### Exercise
Copy the rows from the beginning through the line containing "pixel 10 569", inclusive, replacing each "parking lot crack" with "pavement crack" and keeping everything else the same. Omit the pictures.

### Extracted material
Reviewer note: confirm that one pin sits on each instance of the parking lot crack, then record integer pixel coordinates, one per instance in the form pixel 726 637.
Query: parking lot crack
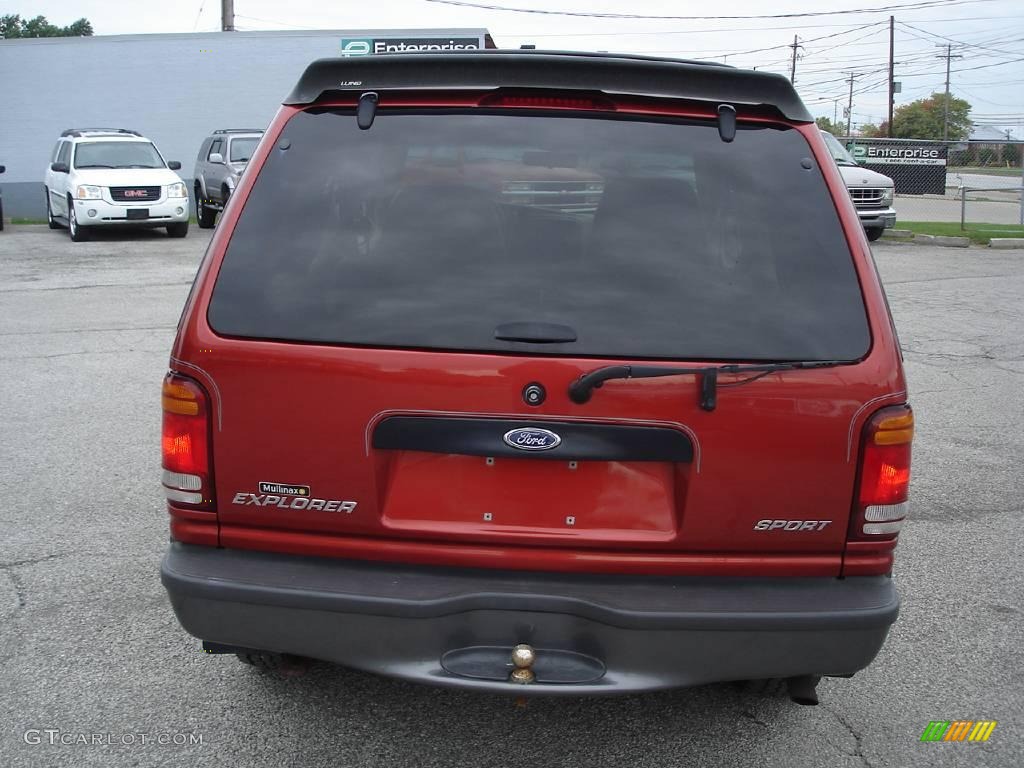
pixel 857 736
pixel 10 569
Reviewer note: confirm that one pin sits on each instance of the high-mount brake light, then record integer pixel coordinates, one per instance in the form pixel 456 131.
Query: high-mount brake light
pixel 185 443
pixel 544 101
pixel 885 473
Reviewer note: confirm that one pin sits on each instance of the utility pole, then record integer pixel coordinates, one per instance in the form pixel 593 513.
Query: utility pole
pixel 227 15
pixel 949 56
pixel 892 73
pixel 849 108
pixel 793 70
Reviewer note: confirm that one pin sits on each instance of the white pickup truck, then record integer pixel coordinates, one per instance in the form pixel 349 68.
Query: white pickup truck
pixel 871 192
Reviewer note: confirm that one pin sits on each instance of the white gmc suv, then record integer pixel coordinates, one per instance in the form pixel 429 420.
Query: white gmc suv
pixel 113 176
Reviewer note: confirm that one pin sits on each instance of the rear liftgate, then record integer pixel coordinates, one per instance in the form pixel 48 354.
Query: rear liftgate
pixel 496 468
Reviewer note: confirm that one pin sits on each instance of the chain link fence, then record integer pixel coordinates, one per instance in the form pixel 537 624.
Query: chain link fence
pixel 948 186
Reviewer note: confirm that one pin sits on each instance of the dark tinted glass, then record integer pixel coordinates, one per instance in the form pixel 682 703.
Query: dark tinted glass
pixel 117 155
pixel 646 239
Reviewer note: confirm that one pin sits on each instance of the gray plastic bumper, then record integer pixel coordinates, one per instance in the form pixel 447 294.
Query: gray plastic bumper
pixel 878 219
pixel 641 633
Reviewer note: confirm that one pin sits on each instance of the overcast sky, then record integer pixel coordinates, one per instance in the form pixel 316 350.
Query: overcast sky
pixel 988 34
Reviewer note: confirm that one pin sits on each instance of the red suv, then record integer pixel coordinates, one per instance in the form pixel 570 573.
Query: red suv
pixel 420 426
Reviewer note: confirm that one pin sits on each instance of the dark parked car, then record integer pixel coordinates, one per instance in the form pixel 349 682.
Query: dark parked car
pixel 423 426
pixel 221 160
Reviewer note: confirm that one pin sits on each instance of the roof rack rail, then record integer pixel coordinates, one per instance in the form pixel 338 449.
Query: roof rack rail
pixel 82 131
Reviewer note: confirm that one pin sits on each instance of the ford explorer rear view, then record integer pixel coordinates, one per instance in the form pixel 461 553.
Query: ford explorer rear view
pixel 540 373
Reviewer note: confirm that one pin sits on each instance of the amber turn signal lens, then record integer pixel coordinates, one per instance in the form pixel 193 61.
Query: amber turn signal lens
pixel 179 399
pixel 894 430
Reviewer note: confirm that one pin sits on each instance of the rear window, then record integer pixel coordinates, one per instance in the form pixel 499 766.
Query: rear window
pixel 117 155
pixel 646 239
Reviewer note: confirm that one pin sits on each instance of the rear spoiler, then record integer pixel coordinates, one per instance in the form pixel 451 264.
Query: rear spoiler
pixel 610 74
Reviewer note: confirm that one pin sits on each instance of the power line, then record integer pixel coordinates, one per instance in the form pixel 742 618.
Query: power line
pixel 596 14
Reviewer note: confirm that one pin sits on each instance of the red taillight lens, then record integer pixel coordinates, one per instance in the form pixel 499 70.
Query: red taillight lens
pixel 547 101
pixel 885 473
pixel 185 443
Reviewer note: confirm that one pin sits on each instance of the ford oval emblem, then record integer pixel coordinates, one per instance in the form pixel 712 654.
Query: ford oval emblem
pixel 532 438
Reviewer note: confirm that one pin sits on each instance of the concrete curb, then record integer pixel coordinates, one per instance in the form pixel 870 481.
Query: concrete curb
pixel 941 240
pixel 1006 243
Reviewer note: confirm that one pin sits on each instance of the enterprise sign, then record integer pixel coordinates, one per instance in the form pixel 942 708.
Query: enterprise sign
pixel 366 46
pixel 876 155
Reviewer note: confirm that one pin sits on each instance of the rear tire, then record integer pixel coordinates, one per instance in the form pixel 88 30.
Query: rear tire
pixel 78 233
pixel 204 216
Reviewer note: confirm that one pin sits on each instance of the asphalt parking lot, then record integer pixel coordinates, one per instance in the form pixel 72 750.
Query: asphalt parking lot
pixel 88 644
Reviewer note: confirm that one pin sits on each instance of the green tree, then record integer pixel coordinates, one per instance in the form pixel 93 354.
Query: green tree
pixel 12 26
pixel 924 119
pixel 836 129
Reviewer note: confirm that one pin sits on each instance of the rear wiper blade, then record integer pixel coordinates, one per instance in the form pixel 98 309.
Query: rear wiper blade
pixel 582 389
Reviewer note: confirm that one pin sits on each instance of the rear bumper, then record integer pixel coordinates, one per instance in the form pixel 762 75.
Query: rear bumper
pixel 639 633
pixel 878 219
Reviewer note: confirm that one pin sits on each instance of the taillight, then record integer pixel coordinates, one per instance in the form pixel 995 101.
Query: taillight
pixel 885 474
pixel 185 443
pixel 542 100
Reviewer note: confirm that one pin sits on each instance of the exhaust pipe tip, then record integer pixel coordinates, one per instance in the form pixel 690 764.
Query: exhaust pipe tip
pixel 803 689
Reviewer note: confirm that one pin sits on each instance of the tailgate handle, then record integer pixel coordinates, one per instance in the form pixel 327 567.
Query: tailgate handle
pixel 579 440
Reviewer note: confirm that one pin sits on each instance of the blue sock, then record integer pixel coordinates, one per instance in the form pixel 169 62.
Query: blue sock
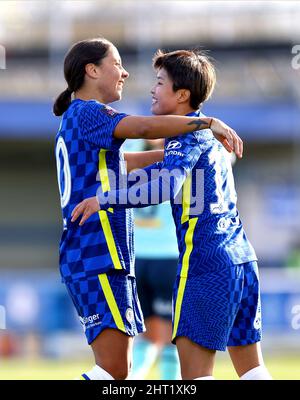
pixel 144 356
pixel 169 363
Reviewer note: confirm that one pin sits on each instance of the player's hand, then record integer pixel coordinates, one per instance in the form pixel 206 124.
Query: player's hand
pixel 87 208
pixel 227 136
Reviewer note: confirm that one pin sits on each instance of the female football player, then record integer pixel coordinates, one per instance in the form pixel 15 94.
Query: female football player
pixel 216 293
pixel 97 259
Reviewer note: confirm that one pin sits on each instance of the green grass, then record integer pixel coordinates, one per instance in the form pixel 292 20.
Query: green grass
pixel 281 367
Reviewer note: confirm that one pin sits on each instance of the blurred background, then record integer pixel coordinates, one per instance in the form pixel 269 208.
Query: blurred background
pixel 255 46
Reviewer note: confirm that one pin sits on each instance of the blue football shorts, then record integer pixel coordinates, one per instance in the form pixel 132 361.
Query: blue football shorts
pixel 219 308
pixel 107 300
pixel 155 279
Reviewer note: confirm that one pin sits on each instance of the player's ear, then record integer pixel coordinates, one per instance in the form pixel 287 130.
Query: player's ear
pixel 183 95
pixel 91 70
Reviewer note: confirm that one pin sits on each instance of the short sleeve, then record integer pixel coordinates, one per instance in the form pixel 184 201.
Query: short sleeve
pixel 97 123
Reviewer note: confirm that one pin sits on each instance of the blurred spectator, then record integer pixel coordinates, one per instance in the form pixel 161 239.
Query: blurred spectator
pixel 156 265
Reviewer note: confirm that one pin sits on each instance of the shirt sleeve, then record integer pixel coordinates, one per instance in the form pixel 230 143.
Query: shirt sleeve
pixel 97 123
pixel 158 182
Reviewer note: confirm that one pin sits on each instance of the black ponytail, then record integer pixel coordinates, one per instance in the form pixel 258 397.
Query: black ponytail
pixel 62 102
pixel 80 54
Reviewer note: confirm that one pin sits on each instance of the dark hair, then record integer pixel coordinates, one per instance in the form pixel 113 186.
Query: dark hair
pixel 188 69
pixel 78 56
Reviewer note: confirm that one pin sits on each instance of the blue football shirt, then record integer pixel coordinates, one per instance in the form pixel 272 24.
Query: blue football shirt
pixel 209 231
pixel 87 155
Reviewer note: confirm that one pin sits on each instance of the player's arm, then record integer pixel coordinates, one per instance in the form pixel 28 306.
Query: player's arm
pixel 142 158
pixel 164 187
pixel 162 126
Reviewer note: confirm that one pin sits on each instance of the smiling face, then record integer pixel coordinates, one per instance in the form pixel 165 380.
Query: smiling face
pixel 111 76
pixel 164 99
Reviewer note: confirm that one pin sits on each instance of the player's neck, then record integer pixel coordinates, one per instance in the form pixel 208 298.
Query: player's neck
pixel 183 109
pixel 88 94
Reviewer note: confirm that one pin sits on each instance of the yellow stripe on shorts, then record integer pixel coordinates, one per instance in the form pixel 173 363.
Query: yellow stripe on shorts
pixel 184 272
pixel 111 301
pixel 109 239
pixel 103 172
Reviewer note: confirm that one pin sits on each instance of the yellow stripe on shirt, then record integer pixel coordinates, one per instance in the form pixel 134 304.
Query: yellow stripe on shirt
pixel 111 301
pixel 103 172
pixel 186 199
pixel 184 273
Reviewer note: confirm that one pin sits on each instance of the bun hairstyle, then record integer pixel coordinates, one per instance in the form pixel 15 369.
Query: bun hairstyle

### Reply to the task
Reviewer note: confirm that one pin sits on each instance of the pavement crack, then record integer pixel coordinates, one per instance in the form pixel 726 637.
Query: pavement crack
pixel 857 736
pixel 10 569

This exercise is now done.